(Data excerpts)
╔══
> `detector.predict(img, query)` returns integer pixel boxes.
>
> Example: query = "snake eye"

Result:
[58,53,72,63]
╚══
* YOUR ASSIGNMENT:
Reproduce every record that appears above, keeping the wording exact.

* RESPONSE:
> `detector.predict(img, query)` returns integer pixel boxes.
>
> Example: query = "snake eye"

Result:
[58,53,72,63]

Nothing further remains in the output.